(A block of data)

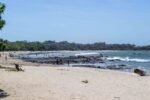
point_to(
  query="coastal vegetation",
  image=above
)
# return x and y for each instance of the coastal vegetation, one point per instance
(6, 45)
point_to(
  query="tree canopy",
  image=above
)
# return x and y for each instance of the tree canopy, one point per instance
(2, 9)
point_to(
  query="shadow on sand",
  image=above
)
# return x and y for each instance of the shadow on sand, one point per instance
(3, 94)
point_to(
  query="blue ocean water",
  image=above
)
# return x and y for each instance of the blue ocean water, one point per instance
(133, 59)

--

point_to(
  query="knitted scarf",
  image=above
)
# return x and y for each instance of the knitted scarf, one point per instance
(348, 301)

--

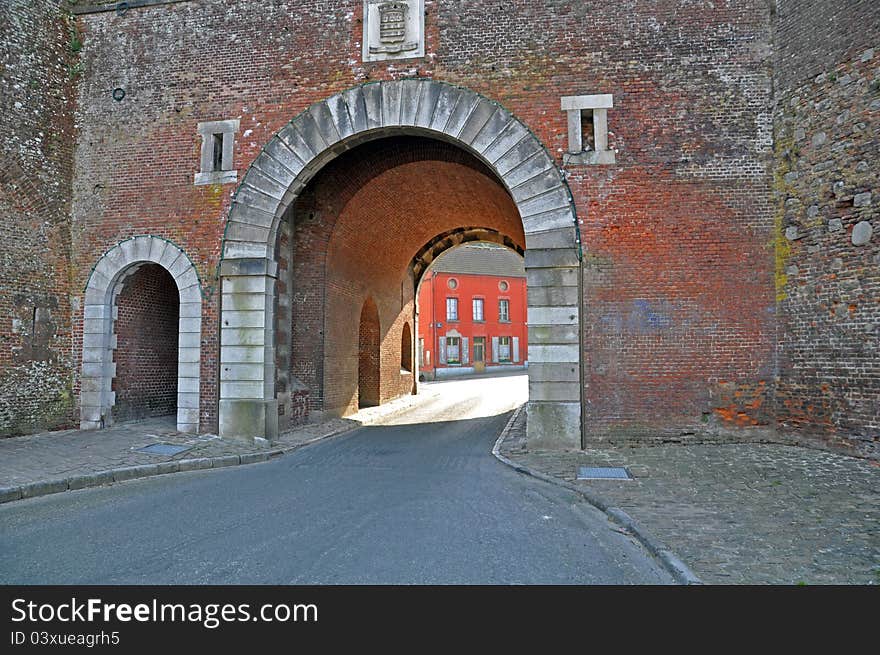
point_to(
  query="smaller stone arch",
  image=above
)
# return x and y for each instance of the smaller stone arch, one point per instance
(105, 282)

**Brief**
List each line of the records that contains the string "smaller", treating uppercase and lowercase as distinct.

**Result below**
  query="smaller stone arch",
# return x and y for each instance of the smaller stone arch, one point per instance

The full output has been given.